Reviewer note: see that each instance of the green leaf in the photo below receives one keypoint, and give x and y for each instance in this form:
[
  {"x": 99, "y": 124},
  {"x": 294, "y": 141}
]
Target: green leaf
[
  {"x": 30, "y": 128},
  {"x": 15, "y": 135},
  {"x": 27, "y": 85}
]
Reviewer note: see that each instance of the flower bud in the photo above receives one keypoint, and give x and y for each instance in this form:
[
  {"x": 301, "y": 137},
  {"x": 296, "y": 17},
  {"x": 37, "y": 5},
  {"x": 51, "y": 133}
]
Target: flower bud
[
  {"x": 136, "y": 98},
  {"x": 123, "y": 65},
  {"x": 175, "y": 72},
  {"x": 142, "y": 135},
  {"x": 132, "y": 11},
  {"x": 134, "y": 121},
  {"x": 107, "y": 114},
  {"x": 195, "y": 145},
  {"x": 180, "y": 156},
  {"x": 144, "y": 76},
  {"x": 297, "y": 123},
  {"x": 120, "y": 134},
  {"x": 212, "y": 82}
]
★ ★ ★ ★ ★
Set down, word for word, only the lines running from the line with "Target: green leaf" to the last line of the listing above. Both of those lines belong in your answer.

Target: green leaf
[
  {"x": 30, "y": 128},
  {"x": 15, "y": 135},
  {"x": 27, "y": 85}
]
Reviewer note: see that each instance of the flower bud in the photo above receives one keypoint, and give x and y for each instance in this form:
[
  {"x": 301, "y": 137},
  {"x": 296, "y": 17},
  {"x": 37, "y": 5},
  {"x": 51, "y": 133}
]
Target: flower bud
[
  {"x": 136, "y": 98},
  {"x": 123, "y": 65},
  {"x": 175, "y": 72},
  {"x": 142, "y": 135},
  {"x": 132, "y": 11},
  {"x": 134, "y": 121},
  {"x": 107, "y": 114},
  {"x": 195, "y": 145},
  {"x": 180, "y": 156},
  {"x": 144, "y": 76},
  {"x": 297, "y": 123},
  {"x": 120, "y": 134},
  {"x": 212, "y": 82}
]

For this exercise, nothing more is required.